## [SHORT PROBLEM]
Reproduce each line of the records below verbatim, with no alterations.

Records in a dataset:
════

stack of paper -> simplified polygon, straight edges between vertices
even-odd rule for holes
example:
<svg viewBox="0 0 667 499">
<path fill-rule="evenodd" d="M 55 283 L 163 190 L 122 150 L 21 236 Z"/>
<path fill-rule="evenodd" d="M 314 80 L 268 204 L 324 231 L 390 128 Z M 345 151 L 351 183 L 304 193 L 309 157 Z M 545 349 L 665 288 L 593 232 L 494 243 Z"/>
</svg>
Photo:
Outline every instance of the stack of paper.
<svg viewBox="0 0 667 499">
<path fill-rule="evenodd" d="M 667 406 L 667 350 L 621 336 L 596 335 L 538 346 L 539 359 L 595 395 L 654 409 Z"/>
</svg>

════

## [OUTPUT BELOW]
stack of paper -> simplified polygon, straight edges between vertices
even-odd rule for holes
example:
<svg viewBox="0 0 667 499">
<path fill-rule="evenodd" d="M 55 283 L 163 190 L 122 150 L 21 236 Z"/>
<path fill-rule="evenodd" d="M 314 80 L 268 204 L 324 231 L 390 128 Z M 345 151 L 351 183 L 304 193 L 309 157 Z M 545 349 L 665 288 L 593 232 L 494 243 Z"/>
</svg>
Photo:
Outline every instance of the stack of paper.
<svg viewBox="0 0 667 499">
<path fill-rule="evenodd" d="M 667 406 L 667 350 L 621 336 L 596 335 L 538 346 L 539 359 L 595 395 L 654 409 Z"/>
</svg>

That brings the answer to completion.